#### Study text ####
Iowa’s cattle raisers are beefing up their efforts to promote beef demand, not just during May Beef Month, but throughout the year.
Brooke German, director of marketing for the Iowa Beef Industry Council (IBIC) says the council’s popular best burger contest is just the start.
Cattle raisers are building their online presence. They are working with nutrition experts to showcase beef’s nutritional benefits. And they are investing promotion dollars in high population states, where there are lots of people and not many cattle.
In this year’s best burger contest, sponsored by the IBIC and the Iowa Cattleman’s Association, judges found that Café Beaudelaire in Ames topped the competition.
The contest began with consumers nominating their favorite restaurant to be crowned winner of the best burger. For a month, burger lovers went online and voted for their favorite Iowa burger, submitting nearly 10,000 votes representing around 700 restaurants, according to German. At the end of the nomination period, the 10 restaurants with the most votes were declared the “Top 10.”
From there, anonymous judges visited each of the restaurants, focusing on the burger patties and scoring them based on taste, doneness and presentation. This year’s winner, announced last week, was Café Beaudelaire, in Ames.
####
Actions to take.
1) List the criteria the anonymous judges used to score the burger patties, according to the beef promotion article.
2) Answer these questions from the beef promotion article:
(a) Who is the director of marketing for the Iowa Beef Industry Council?
(b) About how many votes did burger lovers submit during the nomination period?
(c) Which restaurant won this year's best burger contest, and in what city is it located?
3) Repeat everything in the beef promotion article from "Iowa’s cattle raisers" down to "just the start.".
#### Data extract ####
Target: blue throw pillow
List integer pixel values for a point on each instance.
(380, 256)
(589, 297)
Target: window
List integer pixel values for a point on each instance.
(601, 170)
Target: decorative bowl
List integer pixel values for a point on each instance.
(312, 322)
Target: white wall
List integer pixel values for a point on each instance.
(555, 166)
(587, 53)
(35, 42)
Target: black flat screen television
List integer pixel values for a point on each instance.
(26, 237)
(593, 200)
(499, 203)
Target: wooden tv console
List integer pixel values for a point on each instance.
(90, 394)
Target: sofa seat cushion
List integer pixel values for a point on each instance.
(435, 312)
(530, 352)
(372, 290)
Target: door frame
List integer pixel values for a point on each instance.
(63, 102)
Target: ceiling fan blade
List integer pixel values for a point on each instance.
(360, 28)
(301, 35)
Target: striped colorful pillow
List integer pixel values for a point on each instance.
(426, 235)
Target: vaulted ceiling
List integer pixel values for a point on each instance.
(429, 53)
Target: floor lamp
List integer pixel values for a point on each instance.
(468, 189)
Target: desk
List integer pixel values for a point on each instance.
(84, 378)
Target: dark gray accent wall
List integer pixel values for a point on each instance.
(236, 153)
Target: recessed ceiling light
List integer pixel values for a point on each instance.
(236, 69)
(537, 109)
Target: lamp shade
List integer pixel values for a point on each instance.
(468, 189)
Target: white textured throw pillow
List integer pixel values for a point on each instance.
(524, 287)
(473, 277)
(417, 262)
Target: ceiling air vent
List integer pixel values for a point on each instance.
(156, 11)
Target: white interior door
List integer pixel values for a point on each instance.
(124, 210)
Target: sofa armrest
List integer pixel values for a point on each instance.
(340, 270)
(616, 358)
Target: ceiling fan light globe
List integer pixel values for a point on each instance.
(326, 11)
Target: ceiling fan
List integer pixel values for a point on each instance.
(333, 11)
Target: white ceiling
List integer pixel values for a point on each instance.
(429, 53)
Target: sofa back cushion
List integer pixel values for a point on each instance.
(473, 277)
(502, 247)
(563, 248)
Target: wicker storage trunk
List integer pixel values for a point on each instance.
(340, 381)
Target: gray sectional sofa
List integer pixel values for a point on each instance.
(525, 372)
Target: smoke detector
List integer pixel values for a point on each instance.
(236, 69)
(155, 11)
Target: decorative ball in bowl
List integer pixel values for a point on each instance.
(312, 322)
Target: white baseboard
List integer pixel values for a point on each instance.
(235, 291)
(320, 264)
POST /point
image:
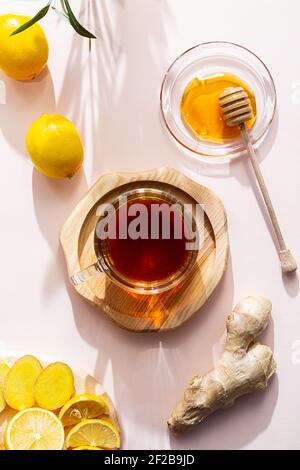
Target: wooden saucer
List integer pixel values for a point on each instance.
(140, 312)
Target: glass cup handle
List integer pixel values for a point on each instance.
(86, 274)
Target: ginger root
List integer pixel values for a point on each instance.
(245, 366)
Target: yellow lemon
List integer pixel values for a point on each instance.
(54, 146)
(24, 55)
(34, 429)
(87, 448)
(94, 432)
(81, 407)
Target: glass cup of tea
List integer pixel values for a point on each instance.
(147, 239)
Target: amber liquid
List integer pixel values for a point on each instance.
(147, 259)
(200, 108)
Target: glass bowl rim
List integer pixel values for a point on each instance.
(231, 155)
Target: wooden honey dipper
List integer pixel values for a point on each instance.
(236, 108)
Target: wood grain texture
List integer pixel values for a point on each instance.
(84, 383)
(140, 312)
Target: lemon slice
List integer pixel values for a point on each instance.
(95, 433)
(34, 429)
(83, 407)
(87, 448)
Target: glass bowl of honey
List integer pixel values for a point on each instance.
(189, 99)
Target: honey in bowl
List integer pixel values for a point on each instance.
(200, 108)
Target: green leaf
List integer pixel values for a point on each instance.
(43, 12)
(75, 23)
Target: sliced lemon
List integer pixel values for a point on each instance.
(34, 429)
(4, 369)
(95, 433)
(87, 448)
(83, 407)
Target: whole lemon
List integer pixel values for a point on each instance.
(24, 55)
(54, 146)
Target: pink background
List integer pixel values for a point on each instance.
(112, 96)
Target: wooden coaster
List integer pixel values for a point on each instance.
(140, 312)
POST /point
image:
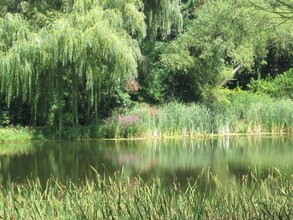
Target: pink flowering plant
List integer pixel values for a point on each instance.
(120, 126)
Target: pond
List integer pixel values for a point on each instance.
(168, 159)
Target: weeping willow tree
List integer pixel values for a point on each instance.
(90, 45)
(163, 17)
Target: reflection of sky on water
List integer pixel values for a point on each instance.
(167, 159)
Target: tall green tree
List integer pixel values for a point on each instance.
(225, 36)
(91, 46)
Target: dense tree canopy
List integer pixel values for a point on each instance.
(69, 62)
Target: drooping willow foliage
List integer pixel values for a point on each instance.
(163, 16)
(89, 46)
(58, 55)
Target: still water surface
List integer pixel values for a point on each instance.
(169, 160)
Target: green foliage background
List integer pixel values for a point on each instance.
(66, 63)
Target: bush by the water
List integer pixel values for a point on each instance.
(234, 112)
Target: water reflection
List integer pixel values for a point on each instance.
(167, 159)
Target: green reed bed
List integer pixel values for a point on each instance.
(18, 134)
(248, 198)
(237, 112)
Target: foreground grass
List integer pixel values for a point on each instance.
(252, 197)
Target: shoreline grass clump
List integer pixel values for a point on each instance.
(235, 112)
(114, 198)
(19, 134)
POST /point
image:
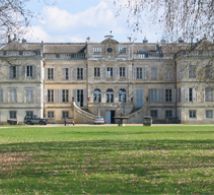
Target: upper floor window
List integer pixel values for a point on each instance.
(209, 72)
(209, 94)
(122, 50)
(96, 72)
(79, 73)
(65, 95)
(50, 74)
(13, 72)
(190, 94)
(192, 71)
(122, 71)
(209, 114)
(50, 95)
(29, 95)
(154, 73)
(97, 96)
(13, 95)
(110, 96)
(66, 73)
(109, 72)
(154, 95)
(122, 95)
(29, 71)
(168, 95)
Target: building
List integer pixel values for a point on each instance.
(80, 81)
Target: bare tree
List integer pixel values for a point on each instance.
(185, 18)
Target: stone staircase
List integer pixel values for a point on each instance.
(82, 116)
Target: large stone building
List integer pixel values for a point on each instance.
(83, 80)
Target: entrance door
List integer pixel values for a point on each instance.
(109, 117)
(80, 97)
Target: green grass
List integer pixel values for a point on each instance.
(107, 160)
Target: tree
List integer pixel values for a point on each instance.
(186, 18)
(13, 15)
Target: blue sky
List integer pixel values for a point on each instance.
(75, 20)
####
Problem solutions.
1) Taste, doneness, presentation

2)
(a) Brooke German
(b) Nearly 10,000
(c) Café Beaudelaire, in Ames

3)
Iowa’s cattle raisers are beefing up their efforts to promote beef demand, not just during May Beef Month, but throughout the year.
Brooke German, director of marketing for the Iowa Beef Industry Council (IBIC) says the council’s popular best burger contest is just the start.